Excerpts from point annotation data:
◆ ◆ ◆ ◆ ◆ ◆ ◆
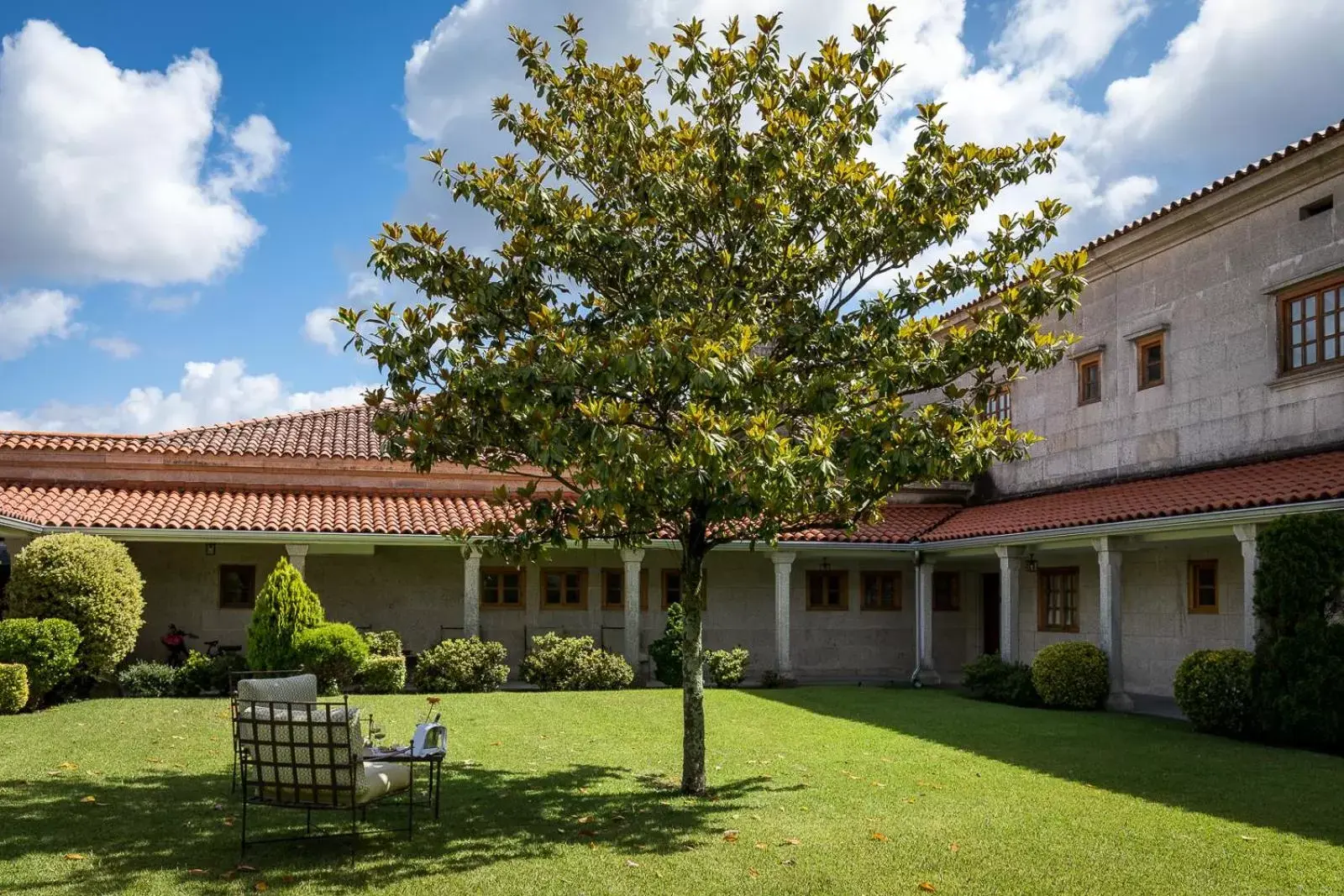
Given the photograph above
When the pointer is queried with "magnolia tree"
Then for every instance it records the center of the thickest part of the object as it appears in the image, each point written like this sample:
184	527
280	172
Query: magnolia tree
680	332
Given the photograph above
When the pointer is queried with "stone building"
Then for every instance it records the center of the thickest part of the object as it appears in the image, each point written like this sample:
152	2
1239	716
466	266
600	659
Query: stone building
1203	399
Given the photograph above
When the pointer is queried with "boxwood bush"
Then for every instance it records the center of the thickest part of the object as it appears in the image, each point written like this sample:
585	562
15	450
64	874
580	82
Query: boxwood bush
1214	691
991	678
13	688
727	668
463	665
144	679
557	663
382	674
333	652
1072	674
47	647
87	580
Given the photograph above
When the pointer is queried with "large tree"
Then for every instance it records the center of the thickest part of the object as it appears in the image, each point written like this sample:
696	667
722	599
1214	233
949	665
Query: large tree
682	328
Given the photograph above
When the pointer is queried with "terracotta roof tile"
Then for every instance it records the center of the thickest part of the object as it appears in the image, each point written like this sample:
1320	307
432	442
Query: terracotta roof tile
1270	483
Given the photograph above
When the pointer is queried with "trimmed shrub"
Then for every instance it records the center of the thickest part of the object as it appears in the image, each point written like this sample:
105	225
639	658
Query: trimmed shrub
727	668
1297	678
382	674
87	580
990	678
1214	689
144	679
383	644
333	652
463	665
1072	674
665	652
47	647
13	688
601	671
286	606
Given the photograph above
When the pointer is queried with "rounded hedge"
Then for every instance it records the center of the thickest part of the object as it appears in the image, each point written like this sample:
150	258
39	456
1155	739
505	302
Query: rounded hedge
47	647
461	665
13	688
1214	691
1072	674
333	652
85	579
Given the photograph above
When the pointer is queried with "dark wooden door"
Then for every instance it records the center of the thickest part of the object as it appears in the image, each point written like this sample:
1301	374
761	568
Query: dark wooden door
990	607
◆ ◆ ◆ ◆ ◆ ◆ ◆
• _INSTRUCTIONS FOR THE TASK_
Report every line of the rows above that contains the word "large", counting a match only when the case is the same.

• _EXERCISE ANSWER_
When the pointer is queried with "large tree"
Query: large tree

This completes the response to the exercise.